━━━ QUOTED PASSAGE ━━━

To date, most similar sequencing studies have focused on plasmids carrying particular ARGs (particularly those with ESBL/carbapenem resistance genes) and have therefore not considered how these might be related to plasmids without such genes. We hypothesise that plasmid adaptation to co-exist with successful lineages often occurs prior to the acquisition of high-risk ARGs, presenting a potential window of opportunity for intervention which is lost if one is solely focused on the presence of these genes. Our data and should therefore motivate a shift away from studies focusing on a single phenotype or gene of interest and towards efforts to identify and track high-risk plasmid groups or other smaller mobile genetic elements and clearly illustrate that such a new surveillance framework must incorporate unselected sampling frames, i.e., not only selecting isolates with particular AMR phenotypes for sequencing. Notably we found an association of small plasmids and medium/large ARG-associated plasmids, suggesting that they may play an important helper role in ARG plasmid persistence/spread, and a more detailed understanding of this possible synergy could be valuable15.

Whilst plasmid populations were structured, and plasmid groups were mostly constrained to a single species and in some cases species lineages in Oxfordshire, there was also clear evidence of exchange between lineages of a species and different species. The plasmid groups we identify appear to be subsets of the recently described PTU typing system (e.g., plasmid groups 3/4/6/7/8 in Fig. 4 all correspond to PTU-FE) and there appears to be a non-random distribution of these across the phylogeny in Fig. 2, possibly indicating that these subsets are adapted to particular sequence types (or local/ecological niches). Enterobacterales are widely distributed as commensals and in multiple environmental sources; our study sample is thus extremely sparse relative to the whole ecology. Even where we found no evidence that certain plasmids were shared between species in Oxfordshire, our data demonstrated widespread sharing of the plasmid gene repertoire (including ARGs and their flanking regions) with plasmids and chromosomes in other species. The high proportion of isolates with chromosomally integrated ARGs (and apparent increase across the study period for E. coli) supports findings from previous studies16,17 and may either represent a success of plasmids in conferring survival benefits to their host while lowering their own associated fitness cost or a success of the host by lowering its dependence on the presence of the plasmid. It may also reflect their frequent association with transposable units6 (e.g., ISCEp1/IS26 for blaCTXM−15) which facilitate their integration and dissemination.

━━━ SUPPLIED MATERIAL ━━━

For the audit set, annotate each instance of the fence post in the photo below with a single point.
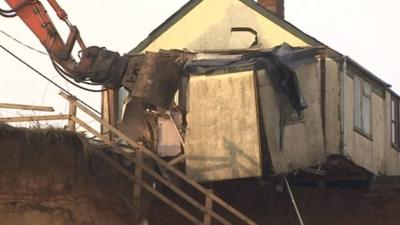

━━━

> [TASK DETAILS]:
Continue the discussion of plasmids and antimicrobial resistance genes from its last sentence.

> [RESULT FOR THIS EXERCISE]:
A limitation of this study is that it is from a single region, mitigated in part by comparisons with publicly available datasets. We chose to exclude assemblies with non-circularised plasmids, which may exclude linear plasmids, though these are difficult to differentiate from incomplete circular plasmids. The species imbalance in the dataset reflects the fact that E. coli BSIs are more common than those caused by Klebsiella spp. but may nevertheless bias inferences about plasmid and gene sharing within and between species. Whilst the decision to include an enriched sample (representing 26% of the total dataset in this study) can bias the data with over-representation of dominant clones, it is also true that such clones dominate the population structure of Oxfordshire BSI isolates (and global isolates in the case of E. coli12,18,19). The lower sensitivity for predicting ARG-group association in the global dataset likely reflects its inherent bias and heterogeneity compared to the Oxfordshire dataset as well as the existence of such ARG-associated groups and genes not observed in our setting. The inability to sequence and/or assemble all plasmids from the selected cohort is an additional limitation. Sequencing only bloodstream infection isolates may lead to underestimation of how much sharing of plasmids between species truly occurs given that this represents a highly selected subset of isolates causing severe disease. This is supported by our analysis of the large publicly available dataset, which demonstrated that several groups found only in a single species in our study have previously been seen in other species. Our results also highlight the substantial limitations of previous studies using reference database-based approaches for plasmid typing and demonstrate that fully reconstructed genomes (i.e., long-read sequencing data) are essential in order to provide meaningful insight.

In conclusion, our study provides a high-resolution description of the plasmidome associated with E. coli/Klebsiella spp. bloodstream infections and demonstrates that using long-read data and unselected sampling frames is essential in order to fully appreciate its complexity. Previous studies of plasmid epidemiology in Gram-negatives have primarily focused on MDR/carbapenemase-carrying isolates; our finding that non-ARG-carrying plasmids are often highly similar to plasmids isolated in these earlier studies demonstrates the potential for rapid dissemination of ARGs to settings where they are currently rare. We recommend that surveillance is based on unselected sampling frames, long-read sequencing and considers plasmids and smaller mobile genetic elements to develop a representative understanding of the horizontal gene transfer landscape to facilitate appropriate intervention.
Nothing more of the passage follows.